◆ **Aim of the exercise**: Nothing is to be left out: repeat every entry exactly as given.
%%
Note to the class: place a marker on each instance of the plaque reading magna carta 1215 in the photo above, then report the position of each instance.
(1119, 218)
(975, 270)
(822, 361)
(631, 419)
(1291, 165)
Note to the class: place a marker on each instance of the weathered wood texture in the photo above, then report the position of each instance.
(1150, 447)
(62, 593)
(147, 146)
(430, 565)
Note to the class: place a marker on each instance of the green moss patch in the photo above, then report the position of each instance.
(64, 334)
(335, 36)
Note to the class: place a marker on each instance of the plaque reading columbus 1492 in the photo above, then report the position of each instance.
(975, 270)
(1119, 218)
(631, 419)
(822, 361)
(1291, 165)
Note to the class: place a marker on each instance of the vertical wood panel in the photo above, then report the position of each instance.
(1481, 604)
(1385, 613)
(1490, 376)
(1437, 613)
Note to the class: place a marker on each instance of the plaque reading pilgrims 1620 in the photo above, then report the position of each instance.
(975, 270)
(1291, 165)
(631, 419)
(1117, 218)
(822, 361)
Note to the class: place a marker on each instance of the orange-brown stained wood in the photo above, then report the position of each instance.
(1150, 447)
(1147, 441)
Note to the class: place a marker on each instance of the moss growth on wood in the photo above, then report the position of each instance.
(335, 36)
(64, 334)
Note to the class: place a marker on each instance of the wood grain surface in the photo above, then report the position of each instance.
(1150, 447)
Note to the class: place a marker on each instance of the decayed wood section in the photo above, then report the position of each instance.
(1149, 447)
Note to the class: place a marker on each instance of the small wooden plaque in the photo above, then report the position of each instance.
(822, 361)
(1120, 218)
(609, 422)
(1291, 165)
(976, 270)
%%
◆ **Finished task**:
Note to the class: place a marker on each instance of the plaque reading magna carta 1215 in the photo above, then report the position of each instance.
(1119, 218)
(975, 270)
(822, 361)
(631, 419)
(1291, 165)
Note to the class: place a marker on each instance of the weathered wood texture in the photo above, then report the position of each instance.
(1150, 447)
(62, 593)
(147, 146)
(430, 565)
Note to the class: place a marker on each instance of the green moss patch in the photo above, then report the position of each instance.
(64, 334)
(335, 36)
Note to the class: place a marker on each instance of the plaque reading columbus 1492 in the photo above, then report the position of each instance.
(975, 270)
(1119, 218)
(631, 419)
(822, 361)
(1291, 165)
Note to the class: place a marker on each instance of the vertical wood panel in the photo above, then report the position of each instance.
(1481, 604)
(1385, 613)
(1490, 376)
(1437, 613)
Note to the class: place a marker on each instance of the plaque reading pilgrims 1620 in the photo above, then report the position of each instance.
(975, 270)
(1291, 165)
(631, 419)
(1117, 218)
(822, 361)
Note to the class: place a marker on each instance of the orange-brown stained wood in the photo above, then report the position of each instance.
(1150, 447)
(1147, 441)
Note to the class: place a marker on each instance of the moss growth on wood in the photo above, then report the position of each instance.
(335, 36)
(64, 334)
Note to the class: place a marker on each instance of the wood grain surface in the photo above, then report the position of each instance.
(1150, 447)
Note to the class: place a marker on each instance of the decayed wood section in the photo above, then report the position of each instance.
(1149, 447)
Note to the class: place a marker on each instance of the small wooden plaque in the photo above, then report the position of each instance.
(822, 361)
(1120, 218)
(609, 422)
(1291, 165)
(976, 270)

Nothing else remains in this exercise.